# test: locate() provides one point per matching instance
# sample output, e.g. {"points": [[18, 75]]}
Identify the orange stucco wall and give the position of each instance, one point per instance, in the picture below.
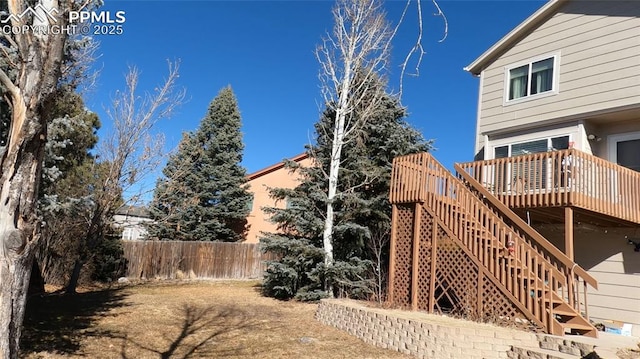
{"points": [[258, 221]]}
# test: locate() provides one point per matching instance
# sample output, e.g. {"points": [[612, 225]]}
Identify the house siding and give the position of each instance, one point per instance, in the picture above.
{"points": [[607, 256], [598, 67], [258, 221]]}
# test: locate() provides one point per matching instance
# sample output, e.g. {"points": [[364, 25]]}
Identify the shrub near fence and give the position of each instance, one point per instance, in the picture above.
{"points": [[165, 259]]}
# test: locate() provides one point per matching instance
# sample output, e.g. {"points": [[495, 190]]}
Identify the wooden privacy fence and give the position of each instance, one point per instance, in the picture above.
{"points": [[166, 259]]}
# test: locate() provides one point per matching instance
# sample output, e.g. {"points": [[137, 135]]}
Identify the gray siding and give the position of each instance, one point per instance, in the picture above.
{"points": [[605, 254], [599, 66]]}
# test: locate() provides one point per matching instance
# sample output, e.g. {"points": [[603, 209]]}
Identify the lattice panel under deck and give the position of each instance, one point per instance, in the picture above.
{"points": [[498, 308], [403, 260], [456, 289]]}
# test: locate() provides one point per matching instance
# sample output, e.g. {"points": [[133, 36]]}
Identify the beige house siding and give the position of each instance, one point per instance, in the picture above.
{"points": [[597, 44], [607, 256], [275, 176]]}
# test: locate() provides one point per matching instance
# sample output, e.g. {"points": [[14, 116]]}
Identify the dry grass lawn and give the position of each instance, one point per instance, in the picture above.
{"points": [[226, 319]]}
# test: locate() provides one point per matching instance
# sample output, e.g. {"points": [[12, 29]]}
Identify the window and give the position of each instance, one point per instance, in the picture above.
{"points": [[250, 204], [537, 146], [531, 79], [127, 234], [624, 149]]}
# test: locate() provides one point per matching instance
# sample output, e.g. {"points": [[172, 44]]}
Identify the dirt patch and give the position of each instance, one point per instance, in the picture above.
{"points": [[183, 320]]}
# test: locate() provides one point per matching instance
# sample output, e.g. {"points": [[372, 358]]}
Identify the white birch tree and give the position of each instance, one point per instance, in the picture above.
{"points": [[352, 58], [354, 61]]}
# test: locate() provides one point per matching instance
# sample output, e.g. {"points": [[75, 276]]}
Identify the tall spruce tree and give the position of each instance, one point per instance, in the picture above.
{"points": [[204, 193], [362, 209]]}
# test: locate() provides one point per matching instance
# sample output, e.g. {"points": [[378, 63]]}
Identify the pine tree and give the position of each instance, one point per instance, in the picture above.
{"points": [[362, 209], [70, 179], [204, 193]]}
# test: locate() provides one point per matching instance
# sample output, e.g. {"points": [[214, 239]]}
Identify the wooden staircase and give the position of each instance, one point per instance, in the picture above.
{"points": [[509, 258]]}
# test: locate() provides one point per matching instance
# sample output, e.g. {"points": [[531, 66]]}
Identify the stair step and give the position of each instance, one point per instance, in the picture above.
{"points": [[531, 352], [564, 312], [577, 326]]}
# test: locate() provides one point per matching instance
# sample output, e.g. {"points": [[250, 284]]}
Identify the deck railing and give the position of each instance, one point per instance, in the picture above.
{"points": [[561, 178], [523, 261]]}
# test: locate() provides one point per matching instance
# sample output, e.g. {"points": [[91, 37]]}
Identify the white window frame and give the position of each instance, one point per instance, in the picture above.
{"points": [[127, 233], [554, 83], [548, 138]]}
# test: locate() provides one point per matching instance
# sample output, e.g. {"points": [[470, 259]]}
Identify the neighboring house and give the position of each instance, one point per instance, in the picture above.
{"points": [[569, 77], [558, 151], [275, 176], [131, 219]]}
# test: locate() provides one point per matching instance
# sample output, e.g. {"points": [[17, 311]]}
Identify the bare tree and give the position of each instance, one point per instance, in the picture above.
{"points": [[378, 245], [128, 154], [352, 58], [354, 61], [31, 68]]}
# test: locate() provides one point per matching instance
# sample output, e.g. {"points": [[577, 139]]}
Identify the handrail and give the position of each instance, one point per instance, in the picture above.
{"points": [[528, 229]]}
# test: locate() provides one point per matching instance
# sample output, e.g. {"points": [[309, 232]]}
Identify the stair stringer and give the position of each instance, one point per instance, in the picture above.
{"points": [[492, 280]]}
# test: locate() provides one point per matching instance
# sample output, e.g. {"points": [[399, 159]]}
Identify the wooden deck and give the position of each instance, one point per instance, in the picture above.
{"points": [[455, 246], [568, 178]]}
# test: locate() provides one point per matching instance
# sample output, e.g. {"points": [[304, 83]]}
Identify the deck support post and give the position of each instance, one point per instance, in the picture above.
{"points": [[432, 274], [415, 259], [392, 252], [568, 251], [568, 232]]}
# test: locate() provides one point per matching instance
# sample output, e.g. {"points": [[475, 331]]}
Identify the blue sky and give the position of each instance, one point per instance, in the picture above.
{"points": [[265, 51]]}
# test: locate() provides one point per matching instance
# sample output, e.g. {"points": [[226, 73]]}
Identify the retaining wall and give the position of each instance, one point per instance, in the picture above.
{"points": [[420, 334]]}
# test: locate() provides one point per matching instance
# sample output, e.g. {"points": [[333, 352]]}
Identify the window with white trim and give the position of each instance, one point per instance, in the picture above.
{"points": [[533, 78], [127, 233], [537, 146]]}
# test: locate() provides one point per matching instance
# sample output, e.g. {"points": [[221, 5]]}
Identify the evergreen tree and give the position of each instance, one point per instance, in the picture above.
{"points": [[362, 209], [70, 179], [204, 193]]}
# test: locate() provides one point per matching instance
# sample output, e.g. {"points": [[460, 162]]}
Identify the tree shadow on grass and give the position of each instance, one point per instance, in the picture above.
{"points": [[58, 322], [202, 331]]}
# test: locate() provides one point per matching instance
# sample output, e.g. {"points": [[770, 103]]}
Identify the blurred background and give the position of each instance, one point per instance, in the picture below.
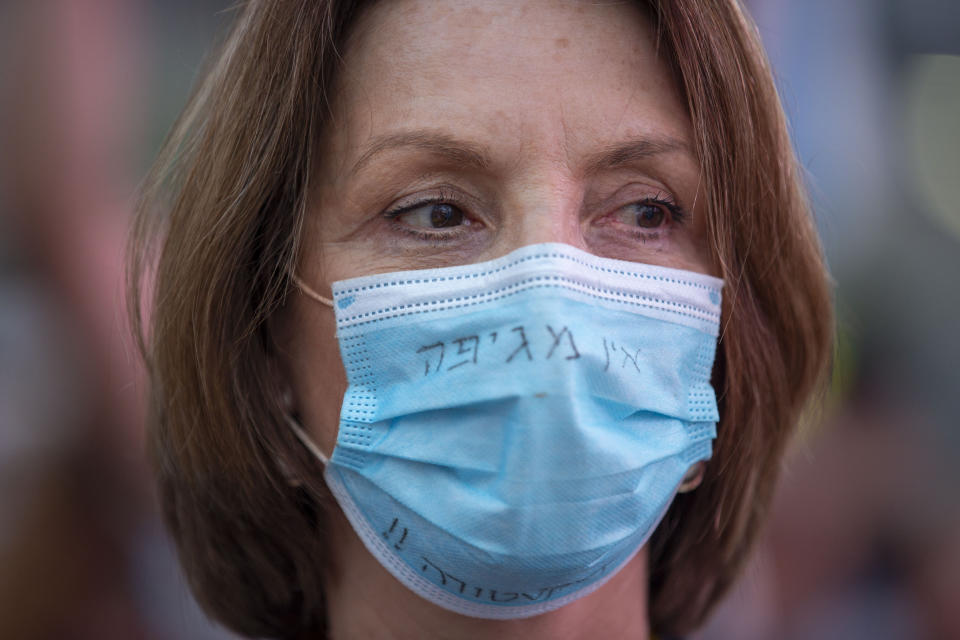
{"points": [[864, 538]]}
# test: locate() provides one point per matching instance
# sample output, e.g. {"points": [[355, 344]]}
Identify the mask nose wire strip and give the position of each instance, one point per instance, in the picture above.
{"points": [[310, 293], [305, 439]]}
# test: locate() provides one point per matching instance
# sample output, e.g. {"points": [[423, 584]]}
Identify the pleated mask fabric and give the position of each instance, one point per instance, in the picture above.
{"points": [[514, 430]]}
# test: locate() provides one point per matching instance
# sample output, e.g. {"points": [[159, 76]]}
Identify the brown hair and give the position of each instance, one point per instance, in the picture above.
{"points": [[224, 206]]}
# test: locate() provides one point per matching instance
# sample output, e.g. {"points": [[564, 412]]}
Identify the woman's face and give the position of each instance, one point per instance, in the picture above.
{"points": [[464, 129]]}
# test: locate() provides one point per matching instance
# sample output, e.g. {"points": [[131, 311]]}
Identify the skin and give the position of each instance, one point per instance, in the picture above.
{"points": [[543, 121]]}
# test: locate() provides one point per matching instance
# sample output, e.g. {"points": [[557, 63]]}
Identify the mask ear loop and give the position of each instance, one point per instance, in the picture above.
{"points": [[305, 439], [297, 429]]}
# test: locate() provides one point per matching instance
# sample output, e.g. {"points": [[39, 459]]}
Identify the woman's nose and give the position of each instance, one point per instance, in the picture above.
{"points": [[549, 211]]}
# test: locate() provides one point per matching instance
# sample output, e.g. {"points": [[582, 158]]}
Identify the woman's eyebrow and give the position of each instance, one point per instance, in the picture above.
{"points": [[471, 155], [458, 151]]}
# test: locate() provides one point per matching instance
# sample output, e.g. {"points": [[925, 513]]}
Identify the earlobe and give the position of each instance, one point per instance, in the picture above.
{"points": [[693, 477]]}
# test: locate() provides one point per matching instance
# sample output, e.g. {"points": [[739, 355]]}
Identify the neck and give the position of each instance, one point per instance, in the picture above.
{"points": [[365, 601]]}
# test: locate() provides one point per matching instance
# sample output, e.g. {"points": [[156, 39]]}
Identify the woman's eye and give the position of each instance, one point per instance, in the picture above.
{"points": [[649, 214], [433, 215]]}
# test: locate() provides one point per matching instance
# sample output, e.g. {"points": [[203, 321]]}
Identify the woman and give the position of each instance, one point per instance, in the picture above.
{"points": [[501, 421]]}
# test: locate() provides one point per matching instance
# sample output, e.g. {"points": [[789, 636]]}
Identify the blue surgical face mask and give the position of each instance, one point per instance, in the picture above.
{"points": [[514, 430]]}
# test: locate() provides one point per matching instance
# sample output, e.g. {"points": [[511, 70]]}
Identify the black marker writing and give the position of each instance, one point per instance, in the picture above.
{"points": [[524, 345], [557, 337]]}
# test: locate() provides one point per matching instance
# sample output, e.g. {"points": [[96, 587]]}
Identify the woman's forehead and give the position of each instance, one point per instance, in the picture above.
{"points": [[548, 79]]}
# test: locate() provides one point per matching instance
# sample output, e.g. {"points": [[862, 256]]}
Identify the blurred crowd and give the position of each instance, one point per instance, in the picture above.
{"points": [[864, 535]]}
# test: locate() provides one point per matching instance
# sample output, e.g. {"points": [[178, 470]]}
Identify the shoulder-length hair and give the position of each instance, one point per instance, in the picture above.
{"points": [[218, 229]]}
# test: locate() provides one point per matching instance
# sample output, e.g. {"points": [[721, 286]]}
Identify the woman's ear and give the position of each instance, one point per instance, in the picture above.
{"points": [[693, 477]]}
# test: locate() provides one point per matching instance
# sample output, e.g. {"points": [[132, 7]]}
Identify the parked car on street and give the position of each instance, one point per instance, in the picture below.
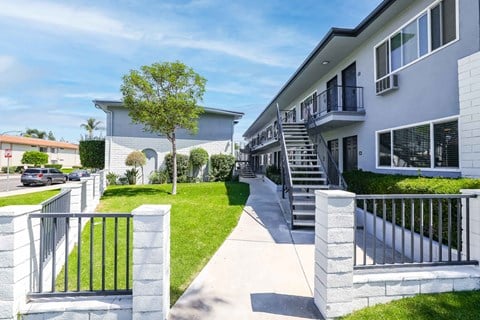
{"points": [[77, 174], [45, 176]]}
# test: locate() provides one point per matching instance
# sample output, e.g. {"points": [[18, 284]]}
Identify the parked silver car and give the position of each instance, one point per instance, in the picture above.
{"points": [[45, 176], [77, 174]]}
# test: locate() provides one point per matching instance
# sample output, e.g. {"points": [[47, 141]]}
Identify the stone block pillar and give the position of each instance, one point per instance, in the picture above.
{"points": [[75, 197], [17, 248], [334, 241], [151, 262], [474, 205]]}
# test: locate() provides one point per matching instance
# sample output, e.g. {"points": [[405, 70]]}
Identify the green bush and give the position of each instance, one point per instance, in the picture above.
{"points": [[92, 153], [158, 177], [198, 157], [131, 176], [54, 165], [222, 166], [111, 178], [35, 158], [364, 182], [182, 167], [273, 173]]}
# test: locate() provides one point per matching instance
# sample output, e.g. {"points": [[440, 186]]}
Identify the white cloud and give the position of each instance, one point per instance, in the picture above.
{"points": [[64, 17]]}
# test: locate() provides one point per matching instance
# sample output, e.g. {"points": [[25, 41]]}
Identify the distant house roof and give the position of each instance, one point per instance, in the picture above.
{"points": [[37, 142], [104, 104]]}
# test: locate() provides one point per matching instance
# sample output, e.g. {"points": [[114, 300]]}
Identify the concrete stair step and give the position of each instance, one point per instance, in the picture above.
{"points": [[304, 203], [303, 223], [310, 186]]}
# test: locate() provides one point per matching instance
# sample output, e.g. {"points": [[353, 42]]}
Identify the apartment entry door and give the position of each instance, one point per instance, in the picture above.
{"points": [[333, 148], [349, 85], [350, 150]]}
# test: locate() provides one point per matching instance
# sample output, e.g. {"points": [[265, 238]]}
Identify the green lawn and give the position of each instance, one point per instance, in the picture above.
{"points": [[445, 306], [202, 216], [27, 199]]}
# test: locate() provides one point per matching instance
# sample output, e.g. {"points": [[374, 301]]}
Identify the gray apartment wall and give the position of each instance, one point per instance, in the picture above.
{"points": [[428, 89], [210, 127]]}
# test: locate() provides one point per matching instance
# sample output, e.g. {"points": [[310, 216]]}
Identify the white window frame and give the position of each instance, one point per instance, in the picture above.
{"points": [[432, 167], [427, 10]]}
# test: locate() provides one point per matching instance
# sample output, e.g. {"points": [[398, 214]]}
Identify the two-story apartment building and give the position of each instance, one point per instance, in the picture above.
{"points": [[396, 94], [215, 135], [58, 152]]}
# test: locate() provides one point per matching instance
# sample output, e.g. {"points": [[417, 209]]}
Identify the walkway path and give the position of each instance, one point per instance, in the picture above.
{"points": [[262, 271]]}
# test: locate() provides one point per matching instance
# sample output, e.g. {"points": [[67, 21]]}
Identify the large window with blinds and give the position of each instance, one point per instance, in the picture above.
{"points": [[428, 145], [432, 29]]}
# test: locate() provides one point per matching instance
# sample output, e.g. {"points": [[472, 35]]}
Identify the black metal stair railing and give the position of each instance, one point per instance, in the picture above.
{"points": [[286, 173]]}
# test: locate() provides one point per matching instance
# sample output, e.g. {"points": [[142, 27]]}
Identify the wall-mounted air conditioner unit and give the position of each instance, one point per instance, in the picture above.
{"points": [[386, 84]]}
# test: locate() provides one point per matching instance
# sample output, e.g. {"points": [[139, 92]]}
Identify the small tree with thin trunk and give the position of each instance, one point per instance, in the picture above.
{"points": [[136, 159], [163, 97]]}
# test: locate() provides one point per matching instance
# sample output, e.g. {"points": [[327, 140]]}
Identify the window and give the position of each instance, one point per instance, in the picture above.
{"points": [[411, 147], [385, 149], [417, 38], [446, 144], [308, 105], [430, 145]]}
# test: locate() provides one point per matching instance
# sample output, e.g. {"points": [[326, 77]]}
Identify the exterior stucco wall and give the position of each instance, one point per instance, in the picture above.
{"points": [[210, 127], [428, 88], [65, 157], [118, 148], [469, 121]]}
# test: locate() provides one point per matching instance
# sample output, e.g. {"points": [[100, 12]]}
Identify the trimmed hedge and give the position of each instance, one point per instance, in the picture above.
{"points": [[54, 165], [92, 153], [222, 166], [365, 182]]}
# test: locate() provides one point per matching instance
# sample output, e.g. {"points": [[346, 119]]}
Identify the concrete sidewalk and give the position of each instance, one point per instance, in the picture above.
{"points": [[262, 270]]}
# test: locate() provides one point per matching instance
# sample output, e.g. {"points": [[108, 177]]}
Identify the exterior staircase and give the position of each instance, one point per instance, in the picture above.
{"points": [[246, 172], [306, 174]]}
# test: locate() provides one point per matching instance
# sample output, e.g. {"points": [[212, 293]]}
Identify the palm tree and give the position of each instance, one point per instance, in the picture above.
{"points": [[91, 125]]}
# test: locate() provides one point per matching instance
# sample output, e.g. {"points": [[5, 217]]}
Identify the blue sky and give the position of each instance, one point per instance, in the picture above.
{"points": [[57, 56]]}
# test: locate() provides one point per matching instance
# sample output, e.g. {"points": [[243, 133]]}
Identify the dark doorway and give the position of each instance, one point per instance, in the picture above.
{"points": [[332, 172], [349, 92], [350, 160], [332, 94]]}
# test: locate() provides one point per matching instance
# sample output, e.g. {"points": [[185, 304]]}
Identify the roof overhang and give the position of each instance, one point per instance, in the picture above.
{"points": [[105, 104], [337, 45]]}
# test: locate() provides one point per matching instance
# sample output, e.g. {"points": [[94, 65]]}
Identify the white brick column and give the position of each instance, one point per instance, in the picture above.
{"points": [[151, 262], [89, 189], [334, 241], [17, 246], [75, 197], [474, 204], [469, 131]]}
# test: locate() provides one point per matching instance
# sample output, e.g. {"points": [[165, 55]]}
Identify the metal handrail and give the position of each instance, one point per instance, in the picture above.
{"points": [[285, 166], [342, 184]]}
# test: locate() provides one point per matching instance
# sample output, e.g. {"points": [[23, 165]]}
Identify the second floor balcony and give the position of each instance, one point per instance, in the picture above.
{"points": [[335, 107]]}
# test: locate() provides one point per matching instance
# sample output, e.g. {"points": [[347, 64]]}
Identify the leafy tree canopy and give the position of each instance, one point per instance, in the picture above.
{"points": [[34, 157]]}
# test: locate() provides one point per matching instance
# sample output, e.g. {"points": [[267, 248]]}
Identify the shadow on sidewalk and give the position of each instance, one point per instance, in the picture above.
{"points": [[284, 304]]}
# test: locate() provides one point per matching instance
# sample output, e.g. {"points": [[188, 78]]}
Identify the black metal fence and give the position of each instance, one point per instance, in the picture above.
{"points": [[94, 258], [57, 203], [400, 230], [83, 197]]}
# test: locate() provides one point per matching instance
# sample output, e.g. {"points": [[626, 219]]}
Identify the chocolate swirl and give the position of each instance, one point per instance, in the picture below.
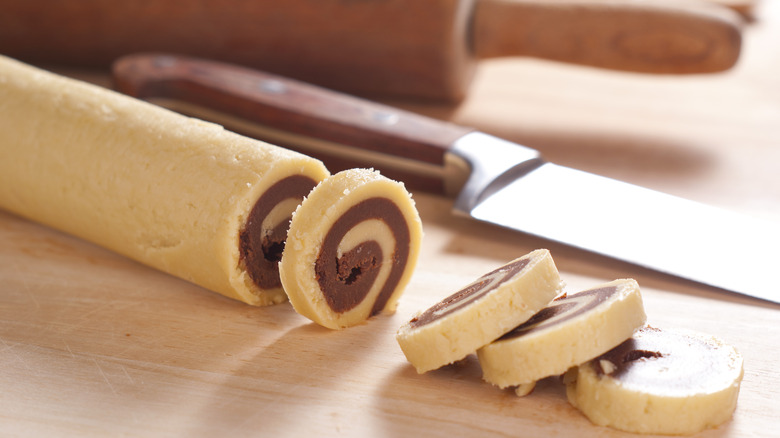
{"points": [[260, 247], [563, 309], [345, 280], [470, 293]]}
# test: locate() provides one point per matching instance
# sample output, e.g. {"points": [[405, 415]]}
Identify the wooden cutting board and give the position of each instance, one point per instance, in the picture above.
{"points": [[92, 344]]}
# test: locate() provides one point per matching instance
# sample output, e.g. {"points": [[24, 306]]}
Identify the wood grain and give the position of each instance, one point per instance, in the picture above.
{"points": [[419, 49], [94, 345]]}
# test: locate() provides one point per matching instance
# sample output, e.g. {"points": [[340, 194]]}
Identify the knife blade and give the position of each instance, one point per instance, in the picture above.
{"points": [[493, 180], [409, 48]]}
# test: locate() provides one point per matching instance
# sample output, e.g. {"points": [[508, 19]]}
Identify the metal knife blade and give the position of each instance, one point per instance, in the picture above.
{"points": [[496, 181]]}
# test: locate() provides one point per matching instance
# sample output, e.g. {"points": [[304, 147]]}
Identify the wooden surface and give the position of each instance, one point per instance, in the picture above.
{"points": [[92, 344], [379, 48]]}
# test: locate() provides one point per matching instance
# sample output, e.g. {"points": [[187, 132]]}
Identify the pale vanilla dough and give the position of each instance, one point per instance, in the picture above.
{"points": [[660, 382], [481, 312], [167, 190], [570, 331], [359, 207]]}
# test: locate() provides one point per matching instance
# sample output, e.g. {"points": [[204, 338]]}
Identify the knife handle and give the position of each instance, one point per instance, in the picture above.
{"points": [[642, 36], [341, 130]]}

Problem statement:
Collect every line above that contains the string "sidewalk", treating uppercase and lowercase letters as distinct.

The response:
Identify the concrete sidewalk and give the position of each instance, one point per instance, in the picture above.
Identify the shadow on sidewalk and give the position of each instance, one point per instance, in the picture above.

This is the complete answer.